*Document segment*

The research, published recently in the Journal of Animal Ecology, found they are being increasingly affected by the protozoan parasite Ophryocystis elektrosirrha, or OE.
Scientists, including those from the Emory University in the US, analysed 50 years of data on the butterflies and found that the OE infection rate has increased from less than 1 per cent of the eastern monarch population in 1968 to as much as 10 per cent today.
“We’re seeing a significant change in a wildlife population with a parasitism rate steadily rising from almost nonexistent to as high as 10%,” Ania Majewska, first author of the paper, said in a statement.
“It’s a signal that something is not right in the environment and that we need to pay attention,” Dr Majewska said.
This rise in parasitism may endanger the iconic mass migration of the monarchs, involving hundreds of millions of butterflies, scientists warn.
The parasite invades the gut of monarch caterpillars, and if the adult butterfly leaves the pupal stage with a severe parasitic infection, it may start oozing fluids from its body and die.
Even if such butterflies survive in case of a milder infection, scientists say the monarchs do not fly well or live as long as uninfected ones.
“This research offers an important clue to the mystery of why one of the most iconic North American animal migrations has been threatened,” Betsy von Holle, a program director at the National Science Foundation’s Division of Environmental Biology, said.
Every autumn, the western monarch population flies hundreds of miles down the Pacific Coast to spend the winter in California, while eastern monarchs on the other side of the Rocky Mountains fly from as far north as the US-Canadian border to overwinter in Central Mexico.
The butterflies cover as much as 5,000 km during their epic migration journey.
“Our findings suggest that tens of millions of eastern monarch butterflies are getting sick and dying each year from these parasites,” said study senior author Jaap de Roode.

*Given data*

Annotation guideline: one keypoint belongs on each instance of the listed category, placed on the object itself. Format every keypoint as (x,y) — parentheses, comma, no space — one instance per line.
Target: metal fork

*Problem details*
Copy the monarch butterfly parasite passage above word for word, in full.

*Task result*
The research, published recently in the Journal of Animal Ecology, found they are being increasingly affected by the protozoan parasite Ophryocystis elektrosirrha, or OE.
Scientists, including those from the Emory University in the US, analysed 50 years of data on the butterflies and found that the OE infection rate has increased from less than 1 per cent of the eastern monarch population in 1968 to as much as 10 per cent today.
“We’re seeing a significant change in a wildlife population with a parasitism rate steadily rising from almost nonexistent to as high as 10%,” Ania Majewska, first author of the paper, said in a statement.
“It’s a signal that something is not right in the environment and that we need to pay attention,” Dr Majewska said.
This rise in parasitism may endanger the iconic mass migration of the monarchs, involving hundreds of millions of butterflies, scientists warn.
The parasite invades the gut of monarch caterpillars, and if the adult butterfly leaves the pupal stage with a severe parasitic infection, it may start oozing fluids from its body and die.
Even if such butterflies survive in case of a milder infection, scientists say the monarchs do not fly well or live as long as uninfected ones.
“This research offers an important clue to the mystery of why one of the most iconic North American animal migrations has been threatened,” Betsy von Holle, a program director at the National Science Foundation’s Division of Environmental Biology, said.
Every autumn, the western monarch population flies hundreds of miles down the Pacific Coast to spend the winter in California, while eastern monarchs on the other side of the Rocky Mountains fly from as far north as the US-Canadian border to overwinter in Central Mexico.
The butterflies cover as much as 5,000 km during their epic migration journey.
“Our findings suggest that tens of millions of eastern monarch butterflies are getting sick and dying each year from these parasites,” said study senior author Jaap de Roode.